* **Task to carry out**
Retype the part of the report on anti-tumor T-cell therapies that begins at the words "In a related" and stops after "to single-antigen therapies.".
[Document excerpt Boundary: Start]
New anti-tumor cell therapy strategies are more effective
Targeted T-cells can seek out and destroy tumor cells that carry specific antigen markers. Two novel anti-tumor therapies that take advantage of this T-cell response are described in articles published in Human Gene Therapy, a peer-reviewed journal from Mary Ann Liebert, Inc., publishers. The articles are available free on the Human Gene Therapy website.
Richard Morgan and colleagues from the National Cancer Institute (NCI), National Institutes of Health (NIH), Bethesda, MD, and Duke University Medical Center, Durham, NC, used engineered T-cells to attack glioma stem cells, which are one of the cell types present in glioblastoma, an aggressive and fatal type of brain cancer. There is no curative treatment for glioblastoma, and patients usually live less than two years from diagnosis. In the article "Recognition of Glioma Stem Cells by Genetically Modified T Cells Targeting EGFRvIII and Development of Adoptive Cell Therapy for Glioma," the authors describe how targeting tumor stem cells, in combination with traditional therapies aimed at killing other types of glioma tumor cells, could improve the effectiveness of treatment and reduce tumor recurrence.
In a related article, Karen Kaluza and coauthors, Mayo Clinic, Rochester, MN, conducted a study using T-cells capable of recognizing two different antigens simultaneously and showed that this dual targeting strategy could be more effective at clearing tumor cells and reducing the risk of "tumor escape" and cancer recurrence. In "Adoptive Transfer of Cytotoxic T Lymphocytes Targeting Two Different Antigens Limits Antigen Loss and Tumor Escape," the authors conclude that T-cell therapies targeting two or more antigens will have significant added value compared to single-antigen therapies.
"These studies represent important advances in the development of novel treatments for cancer that combine the power of gene transfer and cell transplantation," says James M. Wilson, MD, PhD, Editor-in-Chief, and Director of the Gene Therapy Program, Department of Pathology and Laboratory Medicine, University of Pennsylvania Perelman School of Medicine, Philadelphia.
[Document excerpt Boundary: End]
[Records supplied Boundary: Start]
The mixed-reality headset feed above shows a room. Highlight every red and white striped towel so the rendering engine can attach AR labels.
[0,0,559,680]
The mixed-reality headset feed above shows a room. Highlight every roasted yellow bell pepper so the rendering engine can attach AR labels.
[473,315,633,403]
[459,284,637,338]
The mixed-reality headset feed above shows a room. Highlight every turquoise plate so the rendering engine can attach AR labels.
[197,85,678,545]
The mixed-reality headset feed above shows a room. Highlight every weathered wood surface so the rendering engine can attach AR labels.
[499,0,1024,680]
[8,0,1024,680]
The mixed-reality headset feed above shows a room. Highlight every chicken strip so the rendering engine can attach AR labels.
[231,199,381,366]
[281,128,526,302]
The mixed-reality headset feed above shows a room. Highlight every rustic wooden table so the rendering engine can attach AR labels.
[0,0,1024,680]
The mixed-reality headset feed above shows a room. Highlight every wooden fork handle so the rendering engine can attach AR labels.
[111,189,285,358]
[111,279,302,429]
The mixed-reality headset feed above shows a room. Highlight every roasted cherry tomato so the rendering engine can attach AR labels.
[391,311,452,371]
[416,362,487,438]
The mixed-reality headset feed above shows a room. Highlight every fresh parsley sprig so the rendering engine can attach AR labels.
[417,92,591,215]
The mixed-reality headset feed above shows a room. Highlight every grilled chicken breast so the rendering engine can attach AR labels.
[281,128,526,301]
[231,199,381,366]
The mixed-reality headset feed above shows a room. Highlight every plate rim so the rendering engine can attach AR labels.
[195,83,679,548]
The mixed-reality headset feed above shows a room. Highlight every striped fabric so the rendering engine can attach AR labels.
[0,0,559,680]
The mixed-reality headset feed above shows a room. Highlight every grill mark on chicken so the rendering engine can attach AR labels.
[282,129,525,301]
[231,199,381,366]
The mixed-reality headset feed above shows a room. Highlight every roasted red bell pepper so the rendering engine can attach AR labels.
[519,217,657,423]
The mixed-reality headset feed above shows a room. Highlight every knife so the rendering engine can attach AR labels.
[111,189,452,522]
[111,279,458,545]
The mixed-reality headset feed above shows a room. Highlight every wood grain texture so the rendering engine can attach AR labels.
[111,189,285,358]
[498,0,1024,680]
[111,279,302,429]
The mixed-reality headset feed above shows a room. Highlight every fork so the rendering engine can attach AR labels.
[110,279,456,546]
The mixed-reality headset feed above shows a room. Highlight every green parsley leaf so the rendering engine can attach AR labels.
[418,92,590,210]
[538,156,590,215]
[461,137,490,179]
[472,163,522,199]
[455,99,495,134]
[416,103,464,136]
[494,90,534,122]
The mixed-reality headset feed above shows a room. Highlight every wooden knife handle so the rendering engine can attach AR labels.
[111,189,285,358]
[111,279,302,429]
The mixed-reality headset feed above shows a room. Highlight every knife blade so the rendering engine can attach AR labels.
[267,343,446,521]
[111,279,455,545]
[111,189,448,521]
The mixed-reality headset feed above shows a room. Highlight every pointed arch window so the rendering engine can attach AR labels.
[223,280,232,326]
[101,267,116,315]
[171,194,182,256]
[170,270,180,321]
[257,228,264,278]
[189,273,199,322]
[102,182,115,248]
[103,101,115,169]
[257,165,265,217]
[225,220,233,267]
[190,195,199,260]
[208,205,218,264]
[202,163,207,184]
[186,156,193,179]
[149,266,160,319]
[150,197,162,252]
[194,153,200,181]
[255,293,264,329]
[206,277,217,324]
[Records supplied Boundary: End]
* **Your response**
In a related article, Karen Kaluza and coauthors, Mayo Clinic, Rochester, MN, conducted a study using T-cells capable of recognizing two different antigens simultaneously and showed that this dual targeting strategy could be more effective at clearing tumor cells and reducing the risk of "tumor escape" and cancer recurrence. In "Adoptive Transfer of Cytotoxic T Lymphocytes Targeting Two Different Antigens Limits Antigen Loss and Tumor Escape," the authors conclude that T-cell therapies targeting two or more antigens will have significant added value compared to single-antigen therapies.